§ **Short task**
Copy the line containing "of the textured", then all lines after it up to and including the final line of the material, exactly and without additions.

----- Data in this exercise

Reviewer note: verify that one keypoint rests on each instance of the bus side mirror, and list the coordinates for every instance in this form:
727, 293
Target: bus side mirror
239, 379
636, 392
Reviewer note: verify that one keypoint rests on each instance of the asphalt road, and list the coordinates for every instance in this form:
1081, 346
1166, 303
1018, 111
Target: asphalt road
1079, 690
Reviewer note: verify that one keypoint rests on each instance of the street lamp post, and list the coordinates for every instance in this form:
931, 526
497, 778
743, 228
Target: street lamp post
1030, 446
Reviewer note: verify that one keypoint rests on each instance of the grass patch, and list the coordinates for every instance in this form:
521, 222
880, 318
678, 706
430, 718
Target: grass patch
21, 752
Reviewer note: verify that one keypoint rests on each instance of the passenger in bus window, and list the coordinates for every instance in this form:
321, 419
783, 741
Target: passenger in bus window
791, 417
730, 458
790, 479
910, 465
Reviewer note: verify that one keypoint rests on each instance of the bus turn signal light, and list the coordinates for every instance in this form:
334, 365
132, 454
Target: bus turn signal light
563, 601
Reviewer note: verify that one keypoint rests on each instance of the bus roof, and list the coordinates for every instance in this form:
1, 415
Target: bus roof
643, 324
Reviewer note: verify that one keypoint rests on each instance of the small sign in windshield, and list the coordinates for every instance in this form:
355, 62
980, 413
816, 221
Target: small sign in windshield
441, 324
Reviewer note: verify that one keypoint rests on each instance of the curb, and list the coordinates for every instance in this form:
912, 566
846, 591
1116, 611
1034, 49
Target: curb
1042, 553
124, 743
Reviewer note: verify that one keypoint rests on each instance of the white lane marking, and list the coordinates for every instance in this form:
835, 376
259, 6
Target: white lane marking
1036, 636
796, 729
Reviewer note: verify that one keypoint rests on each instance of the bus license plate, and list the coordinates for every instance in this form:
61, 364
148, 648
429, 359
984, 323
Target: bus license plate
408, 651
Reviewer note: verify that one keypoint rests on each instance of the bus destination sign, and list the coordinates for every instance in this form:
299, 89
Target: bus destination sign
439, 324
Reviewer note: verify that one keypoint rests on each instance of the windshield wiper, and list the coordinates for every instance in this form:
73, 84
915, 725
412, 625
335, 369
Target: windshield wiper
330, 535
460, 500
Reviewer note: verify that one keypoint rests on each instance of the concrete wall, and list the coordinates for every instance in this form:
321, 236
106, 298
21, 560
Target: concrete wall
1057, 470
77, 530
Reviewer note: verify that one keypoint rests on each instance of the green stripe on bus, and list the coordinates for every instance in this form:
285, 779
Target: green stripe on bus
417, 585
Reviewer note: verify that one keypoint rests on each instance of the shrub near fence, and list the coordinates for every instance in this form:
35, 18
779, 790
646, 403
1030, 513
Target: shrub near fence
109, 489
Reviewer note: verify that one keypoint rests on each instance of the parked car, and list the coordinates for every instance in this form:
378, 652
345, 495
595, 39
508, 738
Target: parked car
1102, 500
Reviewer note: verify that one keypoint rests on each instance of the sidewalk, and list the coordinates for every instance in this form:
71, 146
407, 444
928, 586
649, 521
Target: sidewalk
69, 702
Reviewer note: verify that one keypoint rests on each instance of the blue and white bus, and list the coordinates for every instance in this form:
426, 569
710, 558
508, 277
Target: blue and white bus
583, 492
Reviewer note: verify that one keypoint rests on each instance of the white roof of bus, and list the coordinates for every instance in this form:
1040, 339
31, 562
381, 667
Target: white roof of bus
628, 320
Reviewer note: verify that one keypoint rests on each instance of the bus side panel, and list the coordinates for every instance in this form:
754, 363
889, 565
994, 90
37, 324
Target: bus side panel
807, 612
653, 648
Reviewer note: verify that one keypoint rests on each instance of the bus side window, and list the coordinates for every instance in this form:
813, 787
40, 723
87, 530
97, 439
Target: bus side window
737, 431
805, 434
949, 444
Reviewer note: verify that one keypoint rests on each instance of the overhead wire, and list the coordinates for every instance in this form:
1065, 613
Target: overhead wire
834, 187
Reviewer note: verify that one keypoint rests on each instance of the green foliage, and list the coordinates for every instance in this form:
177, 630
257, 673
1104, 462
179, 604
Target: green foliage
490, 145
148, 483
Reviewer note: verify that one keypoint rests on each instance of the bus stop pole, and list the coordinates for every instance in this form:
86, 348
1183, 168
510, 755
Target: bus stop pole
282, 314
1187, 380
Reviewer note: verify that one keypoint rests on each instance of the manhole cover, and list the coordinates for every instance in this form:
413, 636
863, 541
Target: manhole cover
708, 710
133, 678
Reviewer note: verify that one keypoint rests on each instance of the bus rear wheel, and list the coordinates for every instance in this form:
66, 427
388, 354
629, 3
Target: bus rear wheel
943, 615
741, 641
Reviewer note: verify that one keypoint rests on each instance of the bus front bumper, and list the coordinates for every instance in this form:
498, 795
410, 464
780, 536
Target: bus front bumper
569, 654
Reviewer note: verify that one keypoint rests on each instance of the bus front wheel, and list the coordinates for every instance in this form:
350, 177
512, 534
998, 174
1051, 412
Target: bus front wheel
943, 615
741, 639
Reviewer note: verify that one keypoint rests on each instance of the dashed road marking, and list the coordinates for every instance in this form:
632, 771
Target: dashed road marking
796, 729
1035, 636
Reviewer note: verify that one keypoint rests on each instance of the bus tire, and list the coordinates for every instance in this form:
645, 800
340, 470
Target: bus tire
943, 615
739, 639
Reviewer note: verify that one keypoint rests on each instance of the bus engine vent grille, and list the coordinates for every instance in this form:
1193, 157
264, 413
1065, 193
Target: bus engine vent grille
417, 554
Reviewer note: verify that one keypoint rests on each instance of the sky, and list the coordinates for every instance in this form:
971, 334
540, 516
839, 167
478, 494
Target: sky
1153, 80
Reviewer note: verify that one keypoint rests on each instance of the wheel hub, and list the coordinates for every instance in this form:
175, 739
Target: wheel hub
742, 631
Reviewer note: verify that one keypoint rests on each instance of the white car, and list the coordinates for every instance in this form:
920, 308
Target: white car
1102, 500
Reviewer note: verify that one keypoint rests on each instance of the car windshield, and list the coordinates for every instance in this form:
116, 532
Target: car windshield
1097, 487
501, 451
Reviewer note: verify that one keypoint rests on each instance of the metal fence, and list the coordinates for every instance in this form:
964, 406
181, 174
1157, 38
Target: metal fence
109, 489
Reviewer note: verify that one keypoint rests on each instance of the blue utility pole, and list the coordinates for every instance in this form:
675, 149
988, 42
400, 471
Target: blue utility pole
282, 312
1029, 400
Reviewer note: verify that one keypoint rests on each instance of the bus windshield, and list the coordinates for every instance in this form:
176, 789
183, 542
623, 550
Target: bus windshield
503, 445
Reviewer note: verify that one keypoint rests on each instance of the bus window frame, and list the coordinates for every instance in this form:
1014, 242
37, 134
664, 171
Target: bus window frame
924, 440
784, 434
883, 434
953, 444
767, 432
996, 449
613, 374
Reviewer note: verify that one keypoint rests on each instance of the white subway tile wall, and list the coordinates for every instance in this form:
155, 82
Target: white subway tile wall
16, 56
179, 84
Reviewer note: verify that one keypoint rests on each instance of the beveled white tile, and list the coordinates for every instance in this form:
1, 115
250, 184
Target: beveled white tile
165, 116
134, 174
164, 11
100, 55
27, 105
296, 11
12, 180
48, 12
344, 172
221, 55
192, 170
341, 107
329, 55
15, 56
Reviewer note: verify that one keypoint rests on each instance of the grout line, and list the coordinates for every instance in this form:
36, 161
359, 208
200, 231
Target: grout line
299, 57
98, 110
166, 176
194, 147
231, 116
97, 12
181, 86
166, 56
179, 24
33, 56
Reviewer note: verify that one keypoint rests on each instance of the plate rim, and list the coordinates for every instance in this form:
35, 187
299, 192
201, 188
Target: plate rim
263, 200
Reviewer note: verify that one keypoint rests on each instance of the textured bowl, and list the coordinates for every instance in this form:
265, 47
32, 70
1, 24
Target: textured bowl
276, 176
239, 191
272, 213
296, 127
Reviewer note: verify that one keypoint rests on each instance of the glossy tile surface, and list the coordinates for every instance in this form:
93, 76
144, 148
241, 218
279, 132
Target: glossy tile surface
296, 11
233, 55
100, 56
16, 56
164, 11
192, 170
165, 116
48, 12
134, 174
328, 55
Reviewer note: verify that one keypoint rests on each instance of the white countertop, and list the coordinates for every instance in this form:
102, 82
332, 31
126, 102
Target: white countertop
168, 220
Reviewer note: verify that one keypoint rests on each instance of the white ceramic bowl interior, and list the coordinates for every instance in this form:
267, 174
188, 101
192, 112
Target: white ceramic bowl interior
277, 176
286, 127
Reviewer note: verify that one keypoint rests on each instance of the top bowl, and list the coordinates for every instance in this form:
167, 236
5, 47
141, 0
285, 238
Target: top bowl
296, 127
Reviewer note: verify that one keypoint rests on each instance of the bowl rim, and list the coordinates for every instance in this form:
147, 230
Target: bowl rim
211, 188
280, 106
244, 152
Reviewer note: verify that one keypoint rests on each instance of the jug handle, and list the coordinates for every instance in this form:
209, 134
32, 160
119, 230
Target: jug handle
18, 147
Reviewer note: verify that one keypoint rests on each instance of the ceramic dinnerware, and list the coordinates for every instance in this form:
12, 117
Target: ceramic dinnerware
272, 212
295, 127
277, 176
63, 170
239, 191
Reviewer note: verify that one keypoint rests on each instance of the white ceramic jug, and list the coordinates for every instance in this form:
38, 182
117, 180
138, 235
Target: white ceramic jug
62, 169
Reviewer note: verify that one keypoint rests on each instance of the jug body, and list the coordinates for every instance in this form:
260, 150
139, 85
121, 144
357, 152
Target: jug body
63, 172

----------

§ **Result for this exercise**
Reviewer note: verify that one keypoint rests on each instance of the textured bowl, and list the coordinates for every instance in this form:
265, 47
32, 70
1, 24
Target: textured bowl
276, 176
239, 191
272, 213
296, 127
Reviewer note: verify that one keypoint rests on each instance of the glossy tile surface, and list the coordinates for every instance in this form:
93, 76
144, 148
241, 218
279, 132
Target: glossy tile surface
296, 11
233, 55
100, 56
16, 56
164, 11
192, 170
165, 116
48, 12
134, 174
328, 55
Reviewer note: verify that one keypoint rests on each instance of the white countertop, and list the coordinates for every instance in this form:
102, 82
332, 31
126, 102
Target: white countertop
168, 220
Reviewer note: verify that one keypoint rests on each instance of the white ceramic bowl interior, and list the coordinates for every instance in this form:
267, 174
188, 101
192, 112
Target: white ceramic bowl interior
277, 176
286, 127
Reviewer note: verify that one keypoint rests on each instance of the top bowl, and list the coordinates for every instance in this form:
167, 236
5, 47
141, 0
285, 238
Target: top bowl
296, 127
Reviewer note: verify that one keypoint rests on each instance of the bowl rim, and list the coordinates for every instance in this form:
147, 230
Target: bowl rim
211, 188
280, 106
244, 152
Reviewer note: verify that one keypoint rests on each instance of the jug handle, and list the coordinates for every instance in this form:
209, 134
32, 160
119, 230
Target: jug handle
18, 147
Reviewer note: verify that one keypoint rests on each instance of the ceramic dinnerware, and list the coordinates for every instance in this form:
12, 117
Target: ceramic dinnerware
272, 212
295, 127
277, 176
63, 170
239, 191
Reviewer note: verify that one keypoint rests on each instance of the white ceramic jug, and list the coordinates for every instance in this form:
38, 182
117, 180
138, 235
Target: white ceramic jug
62, 169
Reviewer note: verify that one keypoint rests on each instance of the jug body, and list the coordinates for every instance in this form:
260, 150
139, 85
121, 144
357, 152
Target: jug body
63, 172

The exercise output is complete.